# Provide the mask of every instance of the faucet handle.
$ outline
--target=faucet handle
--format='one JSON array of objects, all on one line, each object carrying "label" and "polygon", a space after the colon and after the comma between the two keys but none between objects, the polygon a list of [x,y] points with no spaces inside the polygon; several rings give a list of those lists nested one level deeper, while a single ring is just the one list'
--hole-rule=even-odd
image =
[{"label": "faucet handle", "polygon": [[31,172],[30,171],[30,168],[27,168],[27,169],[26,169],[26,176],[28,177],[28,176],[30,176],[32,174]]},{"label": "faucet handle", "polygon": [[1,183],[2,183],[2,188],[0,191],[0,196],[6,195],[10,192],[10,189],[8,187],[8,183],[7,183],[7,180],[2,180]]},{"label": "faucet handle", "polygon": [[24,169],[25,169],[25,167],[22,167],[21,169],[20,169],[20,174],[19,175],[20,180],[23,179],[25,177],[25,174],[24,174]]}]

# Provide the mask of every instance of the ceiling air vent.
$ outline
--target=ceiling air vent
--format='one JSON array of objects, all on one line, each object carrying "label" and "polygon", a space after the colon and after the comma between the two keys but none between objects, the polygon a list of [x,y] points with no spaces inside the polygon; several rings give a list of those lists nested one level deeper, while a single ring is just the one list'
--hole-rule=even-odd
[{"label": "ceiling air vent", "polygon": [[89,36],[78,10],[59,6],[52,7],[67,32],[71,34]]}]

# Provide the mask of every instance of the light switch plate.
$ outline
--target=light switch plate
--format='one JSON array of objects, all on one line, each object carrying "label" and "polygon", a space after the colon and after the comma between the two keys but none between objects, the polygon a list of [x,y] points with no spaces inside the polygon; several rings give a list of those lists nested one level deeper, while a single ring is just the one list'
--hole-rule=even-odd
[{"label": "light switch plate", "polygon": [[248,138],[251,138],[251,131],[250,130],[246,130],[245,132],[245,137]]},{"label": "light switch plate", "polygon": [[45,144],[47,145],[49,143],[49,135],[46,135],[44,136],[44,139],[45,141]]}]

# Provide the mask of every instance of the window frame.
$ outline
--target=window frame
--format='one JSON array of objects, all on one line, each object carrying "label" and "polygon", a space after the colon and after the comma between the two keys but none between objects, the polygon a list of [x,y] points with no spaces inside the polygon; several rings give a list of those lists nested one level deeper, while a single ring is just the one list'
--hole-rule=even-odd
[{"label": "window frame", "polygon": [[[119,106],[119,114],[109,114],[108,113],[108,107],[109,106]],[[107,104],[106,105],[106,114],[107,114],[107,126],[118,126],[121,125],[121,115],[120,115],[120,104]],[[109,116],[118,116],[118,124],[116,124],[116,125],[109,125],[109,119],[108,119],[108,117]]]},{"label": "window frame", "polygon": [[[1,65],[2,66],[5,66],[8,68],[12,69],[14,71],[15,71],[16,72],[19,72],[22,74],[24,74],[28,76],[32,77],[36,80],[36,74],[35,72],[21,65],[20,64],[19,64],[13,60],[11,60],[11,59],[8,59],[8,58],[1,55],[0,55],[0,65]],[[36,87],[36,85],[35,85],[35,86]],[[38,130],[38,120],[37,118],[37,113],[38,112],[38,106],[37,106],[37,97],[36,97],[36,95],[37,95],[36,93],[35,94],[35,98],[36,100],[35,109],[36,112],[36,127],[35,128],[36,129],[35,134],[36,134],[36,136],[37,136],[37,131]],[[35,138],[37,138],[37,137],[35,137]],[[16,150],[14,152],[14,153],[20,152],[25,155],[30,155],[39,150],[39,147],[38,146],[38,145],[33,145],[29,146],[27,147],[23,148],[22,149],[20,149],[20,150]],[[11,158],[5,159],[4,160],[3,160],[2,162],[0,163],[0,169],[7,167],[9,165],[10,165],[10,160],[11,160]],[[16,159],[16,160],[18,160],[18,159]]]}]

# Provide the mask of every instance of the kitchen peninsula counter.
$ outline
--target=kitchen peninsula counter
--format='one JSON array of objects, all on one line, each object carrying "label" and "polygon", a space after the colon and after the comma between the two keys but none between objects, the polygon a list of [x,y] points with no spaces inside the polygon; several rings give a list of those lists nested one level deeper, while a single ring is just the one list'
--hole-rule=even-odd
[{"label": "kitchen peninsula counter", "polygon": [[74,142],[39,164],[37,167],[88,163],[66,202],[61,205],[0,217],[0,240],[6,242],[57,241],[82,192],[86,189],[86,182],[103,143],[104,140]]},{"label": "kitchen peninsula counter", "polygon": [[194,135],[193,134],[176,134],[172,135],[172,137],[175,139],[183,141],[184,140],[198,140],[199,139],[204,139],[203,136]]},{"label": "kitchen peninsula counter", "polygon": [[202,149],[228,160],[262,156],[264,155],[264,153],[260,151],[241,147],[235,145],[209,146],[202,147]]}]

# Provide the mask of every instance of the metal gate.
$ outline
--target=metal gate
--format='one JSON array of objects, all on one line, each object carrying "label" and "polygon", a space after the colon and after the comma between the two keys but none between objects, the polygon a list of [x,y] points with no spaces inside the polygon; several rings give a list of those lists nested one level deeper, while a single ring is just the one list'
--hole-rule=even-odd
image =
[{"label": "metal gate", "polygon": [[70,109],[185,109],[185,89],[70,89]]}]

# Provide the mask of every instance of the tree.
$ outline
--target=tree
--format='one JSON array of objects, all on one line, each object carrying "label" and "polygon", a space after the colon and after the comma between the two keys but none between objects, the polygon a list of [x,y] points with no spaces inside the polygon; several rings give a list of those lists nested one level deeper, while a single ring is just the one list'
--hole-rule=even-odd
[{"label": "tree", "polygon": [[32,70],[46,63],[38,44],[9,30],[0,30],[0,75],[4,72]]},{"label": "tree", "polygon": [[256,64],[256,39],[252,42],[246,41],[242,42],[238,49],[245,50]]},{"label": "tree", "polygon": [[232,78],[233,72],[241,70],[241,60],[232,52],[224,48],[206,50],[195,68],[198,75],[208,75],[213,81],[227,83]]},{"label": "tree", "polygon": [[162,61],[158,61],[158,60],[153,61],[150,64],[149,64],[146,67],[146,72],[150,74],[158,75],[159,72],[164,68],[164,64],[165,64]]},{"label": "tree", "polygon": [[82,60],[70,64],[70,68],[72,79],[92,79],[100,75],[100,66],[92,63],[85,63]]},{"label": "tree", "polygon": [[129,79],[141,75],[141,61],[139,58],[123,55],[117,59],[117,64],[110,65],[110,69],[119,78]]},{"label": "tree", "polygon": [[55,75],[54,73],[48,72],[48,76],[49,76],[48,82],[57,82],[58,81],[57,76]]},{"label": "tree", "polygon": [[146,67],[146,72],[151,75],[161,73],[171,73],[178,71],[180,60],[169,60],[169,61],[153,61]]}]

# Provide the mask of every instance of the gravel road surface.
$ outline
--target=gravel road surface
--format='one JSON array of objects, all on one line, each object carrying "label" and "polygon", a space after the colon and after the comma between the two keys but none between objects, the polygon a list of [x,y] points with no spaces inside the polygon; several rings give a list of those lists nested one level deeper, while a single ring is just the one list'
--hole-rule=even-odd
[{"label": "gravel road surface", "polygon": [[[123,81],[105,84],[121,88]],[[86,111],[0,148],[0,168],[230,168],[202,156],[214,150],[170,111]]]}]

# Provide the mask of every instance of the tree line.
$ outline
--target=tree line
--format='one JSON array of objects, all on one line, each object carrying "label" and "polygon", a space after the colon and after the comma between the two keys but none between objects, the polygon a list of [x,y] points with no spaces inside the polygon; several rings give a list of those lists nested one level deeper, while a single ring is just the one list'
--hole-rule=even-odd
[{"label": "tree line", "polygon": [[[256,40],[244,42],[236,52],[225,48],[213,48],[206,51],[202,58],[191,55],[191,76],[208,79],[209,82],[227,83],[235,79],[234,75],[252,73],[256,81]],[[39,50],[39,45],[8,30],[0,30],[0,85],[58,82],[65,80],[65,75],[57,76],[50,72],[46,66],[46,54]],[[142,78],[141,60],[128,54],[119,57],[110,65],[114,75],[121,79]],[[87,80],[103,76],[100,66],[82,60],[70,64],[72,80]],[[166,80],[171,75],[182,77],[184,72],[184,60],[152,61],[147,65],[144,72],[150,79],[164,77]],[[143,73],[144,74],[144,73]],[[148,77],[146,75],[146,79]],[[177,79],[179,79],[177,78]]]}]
++++++++++++++++++++
Compito assegnato —
Partendo dalla riga che contiene "# Provide the mask of every instance of the light" e terminando con quella che contiene "--target=light switch plate", riscrivi queste righe sostituendo "light switch plate" con "wall switch plate" e lasciando invariato tutto il resto.

Risultato —
# Provide the mask of every instance of the wall switch plate.
$ outline
--target=wall switch plate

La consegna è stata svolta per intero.